## Extracto facilitado
________________________

José Pablo Díaz y Rodrigo Vergara exponen juntos desde hace tiempo. En esta ocasión lo hacen en Galería Macchina en Campus Oriente de la Pontificia Universidad a Católica de Chile (22 de mayo al 1 de julio). Años atrás fueron estudiantes –para bien o para mal– de una de las primeras escuelas de arte privadas y sin tradición de Chile, iniciativa a la que fueron convocados un amplio espectro de profesores y ayudantes.[1] Una escuela incierta, sin pasado (todo lo que se inicia solo posee futuro), con una malla curricular y unos objetivos dudosos y, para más, con una infraestructura extremadamente precaria; una suerte de caos. Pues bien, de este escenario adverso es de donde provienen estos artistas y es allí donde se exhibió por primera vez, y en calidad de examen de grado (saltándose las reglas), el inédito proyecto Hoffmann’s house: mediagua pintada de blanco como una galería para exponer trabajos de otros artistas. «Una obra para obras», señalan los artistas en su sitio web.

________________________

## Material proporcionado
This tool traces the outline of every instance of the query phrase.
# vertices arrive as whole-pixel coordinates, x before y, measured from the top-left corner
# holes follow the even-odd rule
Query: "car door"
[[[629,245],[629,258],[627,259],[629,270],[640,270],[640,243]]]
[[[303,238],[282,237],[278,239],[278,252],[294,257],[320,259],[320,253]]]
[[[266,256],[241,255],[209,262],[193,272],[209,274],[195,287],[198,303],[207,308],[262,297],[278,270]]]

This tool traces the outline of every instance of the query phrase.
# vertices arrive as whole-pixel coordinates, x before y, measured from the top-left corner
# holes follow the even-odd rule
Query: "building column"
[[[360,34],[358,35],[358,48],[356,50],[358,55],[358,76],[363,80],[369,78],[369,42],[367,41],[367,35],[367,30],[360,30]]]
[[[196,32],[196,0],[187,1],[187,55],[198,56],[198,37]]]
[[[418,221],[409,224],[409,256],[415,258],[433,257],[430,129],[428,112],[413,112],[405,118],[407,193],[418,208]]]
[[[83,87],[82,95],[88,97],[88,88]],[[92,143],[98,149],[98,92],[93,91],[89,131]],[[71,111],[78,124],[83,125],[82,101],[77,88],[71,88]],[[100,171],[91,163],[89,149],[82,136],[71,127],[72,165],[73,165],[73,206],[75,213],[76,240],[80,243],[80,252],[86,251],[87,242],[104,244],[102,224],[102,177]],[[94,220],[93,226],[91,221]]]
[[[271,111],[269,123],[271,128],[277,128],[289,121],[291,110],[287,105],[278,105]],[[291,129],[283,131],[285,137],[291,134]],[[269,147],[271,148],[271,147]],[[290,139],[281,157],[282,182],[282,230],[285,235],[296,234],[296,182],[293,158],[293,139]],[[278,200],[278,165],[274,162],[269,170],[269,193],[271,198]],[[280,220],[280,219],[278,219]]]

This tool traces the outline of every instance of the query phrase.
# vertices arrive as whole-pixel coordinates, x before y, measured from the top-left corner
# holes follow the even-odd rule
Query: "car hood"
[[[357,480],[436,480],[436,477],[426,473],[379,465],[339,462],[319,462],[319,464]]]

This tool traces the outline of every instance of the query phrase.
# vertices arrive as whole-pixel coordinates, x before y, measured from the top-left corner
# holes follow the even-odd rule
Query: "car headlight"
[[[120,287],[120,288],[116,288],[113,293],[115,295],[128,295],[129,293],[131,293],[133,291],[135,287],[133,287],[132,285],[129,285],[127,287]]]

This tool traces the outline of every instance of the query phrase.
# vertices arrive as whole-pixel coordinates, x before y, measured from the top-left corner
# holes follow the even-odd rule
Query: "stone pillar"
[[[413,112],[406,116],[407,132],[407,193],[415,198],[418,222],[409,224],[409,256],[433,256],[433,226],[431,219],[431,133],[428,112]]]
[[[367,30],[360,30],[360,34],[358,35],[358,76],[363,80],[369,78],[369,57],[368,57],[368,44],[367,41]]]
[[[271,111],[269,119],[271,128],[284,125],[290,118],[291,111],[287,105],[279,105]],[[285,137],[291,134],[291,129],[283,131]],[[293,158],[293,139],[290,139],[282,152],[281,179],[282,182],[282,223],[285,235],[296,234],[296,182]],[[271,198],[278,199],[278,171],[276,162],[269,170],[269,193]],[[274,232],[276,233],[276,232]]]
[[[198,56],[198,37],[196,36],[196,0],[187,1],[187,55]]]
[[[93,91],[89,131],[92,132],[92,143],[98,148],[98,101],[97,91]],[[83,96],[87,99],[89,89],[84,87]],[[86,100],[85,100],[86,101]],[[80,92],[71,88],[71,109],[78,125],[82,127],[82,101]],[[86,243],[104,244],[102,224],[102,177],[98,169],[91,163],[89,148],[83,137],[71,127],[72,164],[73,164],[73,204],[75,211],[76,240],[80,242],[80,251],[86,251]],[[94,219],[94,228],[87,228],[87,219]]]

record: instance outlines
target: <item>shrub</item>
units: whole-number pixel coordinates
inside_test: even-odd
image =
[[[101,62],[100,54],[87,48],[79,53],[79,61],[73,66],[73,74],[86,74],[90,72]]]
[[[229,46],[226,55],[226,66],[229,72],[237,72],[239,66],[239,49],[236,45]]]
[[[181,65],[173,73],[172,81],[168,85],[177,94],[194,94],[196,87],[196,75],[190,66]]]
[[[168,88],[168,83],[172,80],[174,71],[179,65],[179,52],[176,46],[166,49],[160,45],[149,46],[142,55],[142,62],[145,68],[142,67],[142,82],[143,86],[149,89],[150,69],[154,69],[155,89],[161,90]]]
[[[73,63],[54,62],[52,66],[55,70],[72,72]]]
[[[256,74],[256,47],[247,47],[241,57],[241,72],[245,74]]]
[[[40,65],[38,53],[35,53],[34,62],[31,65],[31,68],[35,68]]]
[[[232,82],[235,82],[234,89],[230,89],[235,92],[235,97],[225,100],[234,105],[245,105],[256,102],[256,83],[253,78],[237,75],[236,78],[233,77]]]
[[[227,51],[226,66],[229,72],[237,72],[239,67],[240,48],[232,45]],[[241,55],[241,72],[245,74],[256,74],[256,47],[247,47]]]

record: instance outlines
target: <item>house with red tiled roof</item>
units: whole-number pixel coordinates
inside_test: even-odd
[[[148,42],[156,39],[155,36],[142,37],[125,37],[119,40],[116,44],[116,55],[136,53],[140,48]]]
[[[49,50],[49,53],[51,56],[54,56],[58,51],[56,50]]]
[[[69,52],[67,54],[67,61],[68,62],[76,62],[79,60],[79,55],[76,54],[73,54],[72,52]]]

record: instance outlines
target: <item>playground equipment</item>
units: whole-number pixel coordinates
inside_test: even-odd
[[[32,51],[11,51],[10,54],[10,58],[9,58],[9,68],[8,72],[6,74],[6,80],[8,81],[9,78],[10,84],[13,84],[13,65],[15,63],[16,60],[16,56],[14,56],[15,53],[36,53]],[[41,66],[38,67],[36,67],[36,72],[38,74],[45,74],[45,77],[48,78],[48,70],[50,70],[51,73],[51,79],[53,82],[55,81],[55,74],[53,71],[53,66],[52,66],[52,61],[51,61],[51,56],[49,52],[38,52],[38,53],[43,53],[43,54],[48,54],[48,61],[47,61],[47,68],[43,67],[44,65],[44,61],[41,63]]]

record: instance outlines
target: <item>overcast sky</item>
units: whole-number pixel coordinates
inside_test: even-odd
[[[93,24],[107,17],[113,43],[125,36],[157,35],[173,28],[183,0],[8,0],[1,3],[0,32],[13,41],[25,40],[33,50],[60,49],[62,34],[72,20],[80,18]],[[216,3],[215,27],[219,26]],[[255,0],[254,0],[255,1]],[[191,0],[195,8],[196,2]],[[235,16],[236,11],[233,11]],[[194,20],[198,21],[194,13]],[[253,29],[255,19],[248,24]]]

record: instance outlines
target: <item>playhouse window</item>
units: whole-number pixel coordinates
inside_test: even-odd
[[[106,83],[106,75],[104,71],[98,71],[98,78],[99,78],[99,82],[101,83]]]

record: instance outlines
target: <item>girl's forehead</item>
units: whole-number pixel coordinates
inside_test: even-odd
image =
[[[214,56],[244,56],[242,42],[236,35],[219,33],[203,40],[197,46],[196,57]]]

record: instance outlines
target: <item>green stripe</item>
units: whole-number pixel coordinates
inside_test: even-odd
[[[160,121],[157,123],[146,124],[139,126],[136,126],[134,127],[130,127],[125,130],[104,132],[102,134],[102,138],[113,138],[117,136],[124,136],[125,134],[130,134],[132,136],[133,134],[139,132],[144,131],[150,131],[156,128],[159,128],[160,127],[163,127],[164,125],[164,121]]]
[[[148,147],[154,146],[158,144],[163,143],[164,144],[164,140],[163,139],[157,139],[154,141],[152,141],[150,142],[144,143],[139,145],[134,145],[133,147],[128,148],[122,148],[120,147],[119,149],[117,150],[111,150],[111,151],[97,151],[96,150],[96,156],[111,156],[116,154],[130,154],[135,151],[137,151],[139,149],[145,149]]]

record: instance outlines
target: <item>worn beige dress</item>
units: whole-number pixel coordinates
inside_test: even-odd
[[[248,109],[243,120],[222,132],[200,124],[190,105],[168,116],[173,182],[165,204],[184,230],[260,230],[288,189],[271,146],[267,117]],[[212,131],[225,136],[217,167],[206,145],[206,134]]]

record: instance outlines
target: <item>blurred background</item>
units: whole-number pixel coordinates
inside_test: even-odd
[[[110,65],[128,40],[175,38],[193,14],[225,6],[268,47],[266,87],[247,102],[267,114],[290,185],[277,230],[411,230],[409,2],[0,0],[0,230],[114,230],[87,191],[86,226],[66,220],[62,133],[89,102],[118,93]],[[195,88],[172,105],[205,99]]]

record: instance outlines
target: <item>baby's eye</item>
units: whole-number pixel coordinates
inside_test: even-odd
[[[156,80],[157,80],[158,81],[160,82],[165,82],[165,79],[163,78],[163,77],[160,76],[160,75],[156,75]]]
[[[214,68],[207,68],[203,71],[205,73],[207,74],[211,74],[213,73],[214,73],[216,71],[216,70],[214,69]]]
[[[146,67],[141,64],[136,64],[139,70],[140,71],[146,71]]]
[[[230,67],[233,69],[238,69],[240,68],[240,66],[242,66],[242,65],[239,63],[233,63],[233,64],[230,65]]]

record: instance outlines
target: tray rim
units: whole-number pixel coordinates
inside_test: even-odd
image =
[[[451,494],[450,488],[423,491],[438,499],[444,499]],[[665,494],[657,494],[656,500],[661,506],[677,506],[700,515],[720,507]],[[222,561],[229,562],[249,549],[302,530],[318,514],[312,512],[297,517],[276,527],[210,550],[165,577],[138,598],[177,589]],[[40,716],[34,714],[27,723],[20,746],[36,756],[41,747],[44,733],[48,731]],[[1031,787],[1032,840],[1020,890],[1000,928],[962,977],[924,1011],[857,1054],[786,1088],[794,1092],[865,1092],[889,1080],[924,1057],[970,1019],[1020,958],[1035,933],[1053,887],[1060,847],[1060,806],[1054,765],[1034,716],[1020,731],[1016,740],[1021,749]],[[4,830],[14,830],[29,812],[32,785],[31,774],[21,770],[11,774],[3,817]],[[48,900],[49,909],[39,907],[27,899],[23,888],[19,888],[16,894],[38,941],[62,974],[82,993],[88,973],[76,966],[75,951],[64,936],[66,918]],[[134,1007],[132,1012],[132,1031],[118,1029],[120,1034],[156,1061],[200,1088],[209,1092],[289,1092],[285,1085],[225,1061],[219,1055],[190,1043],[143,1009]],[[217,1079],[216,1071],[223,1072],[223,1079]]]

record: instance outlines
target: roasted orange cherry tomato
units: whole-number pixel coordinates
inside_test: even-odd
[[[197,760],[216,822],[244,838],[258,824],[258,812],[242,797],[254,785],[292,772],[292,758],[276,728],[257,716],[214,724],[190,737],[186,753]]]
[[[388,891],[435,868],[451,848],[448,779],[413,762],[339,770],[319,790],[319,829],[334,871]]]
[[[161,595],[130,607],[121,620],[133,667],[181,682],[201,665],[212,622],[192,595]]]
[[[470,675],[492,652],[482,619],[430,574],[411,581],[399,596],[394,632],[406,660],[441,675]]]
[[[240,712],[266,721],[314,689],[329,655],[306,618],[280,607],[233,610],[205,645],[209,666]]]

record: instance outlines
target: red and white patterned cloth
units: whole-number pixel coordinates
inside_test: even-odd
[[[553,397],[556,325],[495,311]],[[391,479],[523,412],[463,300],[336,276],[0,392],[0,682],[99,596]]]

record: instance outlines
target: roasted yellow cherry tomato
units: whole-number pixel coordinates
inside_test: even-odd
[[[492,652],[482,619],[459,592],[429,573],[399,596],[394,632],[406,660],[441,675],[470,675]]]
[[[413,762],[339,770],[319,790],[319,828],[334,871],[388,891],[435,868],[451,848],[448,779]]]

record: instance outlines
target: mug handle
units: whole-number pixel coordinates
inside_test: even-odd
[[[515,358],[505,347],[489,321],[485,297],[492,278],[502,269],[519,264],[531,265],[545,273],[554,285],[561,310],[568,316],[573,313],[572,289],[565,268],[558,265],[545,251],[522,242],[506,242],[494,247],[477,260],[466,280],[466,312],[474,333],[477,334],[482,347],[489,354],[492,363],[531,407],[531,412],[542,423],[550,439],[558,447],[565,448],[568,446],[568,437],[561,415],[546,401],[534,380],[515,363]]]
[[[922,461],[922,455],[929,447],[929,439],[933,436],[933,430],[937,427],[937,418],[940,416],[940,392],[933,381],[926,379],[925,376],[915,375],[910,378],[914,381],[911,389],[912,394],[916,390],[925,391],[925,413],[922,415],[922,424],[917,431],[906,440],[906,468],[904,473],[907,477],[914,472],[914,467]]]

________________________

## Instrucciones de la tarea
Según el extracto facilitado, ¿qué era el proyecto Hoffmann’s house?

## Resultado del ejercicio
Una mediagua pintada de blanco como una galería para exponer trabajos de otros artistas.